Collected data
┄┄┄┄┄┄

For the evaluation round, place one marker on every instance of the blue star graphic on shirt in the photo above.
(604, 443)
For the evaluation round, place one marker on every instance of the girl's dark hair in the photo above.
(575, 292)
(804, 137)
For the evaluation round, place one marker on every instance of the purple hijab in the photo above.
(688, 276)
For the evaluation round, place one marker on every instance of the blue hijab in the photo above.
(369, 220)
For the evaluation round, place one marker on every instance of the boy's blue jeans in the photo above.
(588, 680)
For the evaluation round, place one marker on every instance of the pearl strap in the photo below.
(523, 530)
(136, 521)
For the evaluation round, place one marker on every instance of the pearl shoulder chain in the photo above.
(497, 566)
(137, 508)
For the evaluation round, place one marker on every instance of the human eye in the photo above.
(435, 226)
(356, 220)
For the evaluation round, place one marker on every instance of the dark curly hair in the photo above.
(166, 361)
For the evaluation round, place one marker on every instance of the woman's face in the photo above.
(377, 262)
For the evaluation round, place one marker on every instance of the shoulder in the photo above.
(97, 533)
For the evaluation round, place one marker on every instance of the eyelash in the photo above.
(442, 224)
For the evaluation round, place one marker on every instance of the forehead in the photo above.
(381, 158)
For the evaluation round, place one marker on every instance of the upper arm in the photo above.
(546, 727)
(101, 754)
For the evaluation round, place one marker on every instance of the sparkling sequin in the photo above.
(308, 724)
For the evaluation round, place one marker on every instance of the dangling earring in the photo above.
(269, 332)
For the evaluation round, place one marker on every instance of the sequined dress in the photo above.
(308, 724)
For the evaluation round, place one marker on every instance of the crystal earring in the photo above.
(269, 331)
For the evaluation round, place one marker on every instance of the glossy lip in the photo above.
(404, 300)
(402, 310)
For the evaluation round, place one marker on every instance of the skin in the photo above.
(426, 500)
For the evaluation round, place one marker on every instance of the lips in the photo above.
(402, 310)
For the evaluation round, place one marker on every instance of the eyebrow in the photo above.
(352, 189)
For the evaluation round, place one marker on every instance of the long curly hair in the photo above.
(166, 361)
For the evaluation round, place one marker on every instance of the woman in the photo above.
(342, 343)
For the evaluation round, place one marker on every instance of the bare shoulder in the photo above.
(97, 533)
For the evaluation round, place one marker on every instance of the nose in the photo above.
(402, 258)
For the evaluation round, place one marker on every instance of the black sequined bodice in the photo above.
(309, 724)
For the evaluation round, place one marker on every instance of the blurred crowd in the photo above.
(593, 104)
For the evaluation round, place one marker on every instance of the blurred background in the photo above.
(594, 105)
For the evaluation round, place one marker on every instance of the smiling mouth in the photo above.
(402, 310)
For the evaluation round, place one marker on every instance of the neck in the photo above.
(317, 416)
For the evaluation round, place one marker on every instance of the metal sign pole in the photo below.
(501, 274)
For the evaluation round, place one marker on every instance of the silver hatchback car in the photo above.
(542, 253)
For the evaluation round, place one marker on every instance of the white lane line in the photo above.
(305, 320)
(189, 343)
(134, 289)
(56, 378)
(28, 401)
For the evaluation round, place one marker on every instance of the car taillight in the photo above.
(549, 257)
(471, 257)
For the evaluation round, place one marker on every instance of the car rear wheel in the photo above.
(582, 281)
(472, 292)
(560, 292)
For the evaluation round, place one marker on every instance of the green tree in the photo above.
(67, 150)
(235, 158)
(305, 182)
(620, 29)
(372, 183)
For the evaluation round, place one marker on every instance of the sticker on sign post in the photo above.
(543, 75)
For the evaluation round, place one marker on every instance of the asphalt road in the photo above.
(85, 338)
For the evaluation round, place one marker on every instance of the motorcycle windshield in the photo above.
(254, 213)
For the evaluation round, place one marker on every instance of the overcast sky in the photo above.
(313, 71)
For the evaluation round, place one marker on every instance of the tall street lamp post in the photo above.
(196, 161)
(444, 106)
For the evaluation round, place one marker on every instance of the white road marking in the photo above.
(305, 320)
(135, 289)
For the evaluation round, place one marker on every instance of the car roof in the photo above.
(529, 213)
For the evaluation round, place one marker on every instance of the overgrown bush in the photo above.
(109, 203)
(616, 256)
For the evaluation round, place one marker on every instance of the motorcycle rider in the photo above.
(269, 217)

┄┄┄┄┄┄

#### Problem details:
Go through the listing above and restate it word for word.

#### Full answer:
For the evaluation round, place one marker on every instance of the blue star graphic on shirt in the photo above.
(604, 443)
For the evaluation round, place one marker on every instance of the girl's dark hair in the photo above.
(575, 292)
(804, 137)
For the evaluation round, place one marker on every instance of the purple hijab in the photo above.
(688, 276)
For the evaluation round, place one marker on every instance of the blue hijab in the photo above.
(369, 220)
For the evaluation round, place one marker on every instance of the boy's blue jeans in the photo above.
(588, 680)
For the evaluation round, place one marker on every instance of the pearl strap in the photo below.
(523, 530)
(136, 521)
For the evaluation round, place one marker on every instance of the pearl shoulder chain in the photo above.
(497, 566)
(137, 508)
For the evaluation round, place one marker on every instance of the human eye in the photo above.
(435, 226)
(356, 220)
For the evaluation round, place one marker on every instance of the dark curly hair in the photo above.
(166, 361)
For the evaluation round, place one marker on every instance of the woman's face in the photo above.
(377, 262)
For the evaluation round, place one marker on every instance of the shoulder in the photo above.
(97, 533)
For the evaluation round, place one marker on every instance of the eyelash in the photo above.
(442, 224)
For the evaluation round, place one marker on every instance of the forehead in the photo above.
(381, 158)
For the evaluation round, place one marker on every instance of the upper arm in the photo above.
(546, 727)
(101, 754)
For the evaluation round, place one marker on every instance of the sparkling sequin in the photo above.
(308, 724)
For the evaluation round, place one marker on every instance of the dangling earring in the photo above.
(269, 332)
For the evaluation round, place one marker on every instance of the sequined dress in the photo above.
(308, 724)
For the evaluation round, place one marker on every instance of the crystal earring in the photo above.
(269, 331)
For the evaluation round, place one marker on every instance of the glossy lip in the photo above.
(404, 300)
(402, 310)
For the evaluation round, place one marker on every instance of the skin in the photo above.
(426, 500)
For the evaluation round, place one marker on every instance of the lips in the photo above.
(402, 310)
For the evaluation round, place one marker on every instance of the eyebrow in the photo above.
(352, 189)
For the evaluation round, place one marker on every instance of the long curly hair in the photo above.
(166, 361)
For the evaluation round, place one marker on every instance of the woman in the photo above.
(342, 343)
For the evaluation round, place one marker on every instance of the bare shoulder in the photo above.
(97, 533)
For the evaluation round, place one marker on every instance of the nose in the photo above.
(402, 258)
For the evaluation round, place one marker on every instance of the black sequined bodice in the photo above.
(309, 724)
For the evaluation round, place one marker on every instance of the blurred crowd in the photo above.
(593, 104)
For the evaluation round, place one marker on every instance of the blurred background in the photo above.
(594, 105)
For the evaluation round, place one marker on every instance of the smiling mouth in the photo above.
(402, 310)
For the evaluation round, place one marker on every instance of the neck in the photo above.
(317, 416)
For the evaluation round, place one marker on every instance of the metal sign pole in the photo below.
(501, 274)
For the evaluation round, place one marker on every instance of the silver hatchback car in the photo above.
(542, 253)
For the evaluation round, place one marker on every instance of the white lane line in the photo above.
(305, 320)
(189, 343)
(134, 289)
(56, 378)
(28, 401)
For the evaluation round, place one marker on every instance of the car taillight in the photo above.
(549, 257)
(471, 257)
For the evaluation round, place one marker on every instance of the car rear wheel in the photo above.
(582, 281)
(472, 292)
(560, 292)
For the evaluation round, place one marker on every instance of the green tree in the photo above.
(67, 150)
(235, 158)
(305, 182)
(620, 29)
(372, 183)
For the evaluation round, place one marker on every instance of the sticker on sign post in the photo above.
(543, 75)
For the evaluation round, place one marker on every instance of the asphalt road in the photo above.
(85, 338)
For the evaluation round, place one marker on every instance of the motorcycle windshield in the photo above.
(254, 213)
For the evaluation round, place one marker on every instance of the overcast sky in the photo above.
(313, 71)
For the evaluation round, place one marker on every instance of the tall street lamp post in the photo above.
(196, 161)
(444, 106)
For the evaluation round, place one marker on every instance of the white road marking in the photo above.
(305, 320)
(135, 289)
For the evaluation round, place one marker on every instance of the car roof in the photo above.
(529, 213)
For the evaluation round, place one marker on every instance of the overgrown bush in the photo above.
(109, 203)
(616, 256)
For the evaluation round, place one marker on every instance of the motorcycle rider in the photo above.
(269, 217)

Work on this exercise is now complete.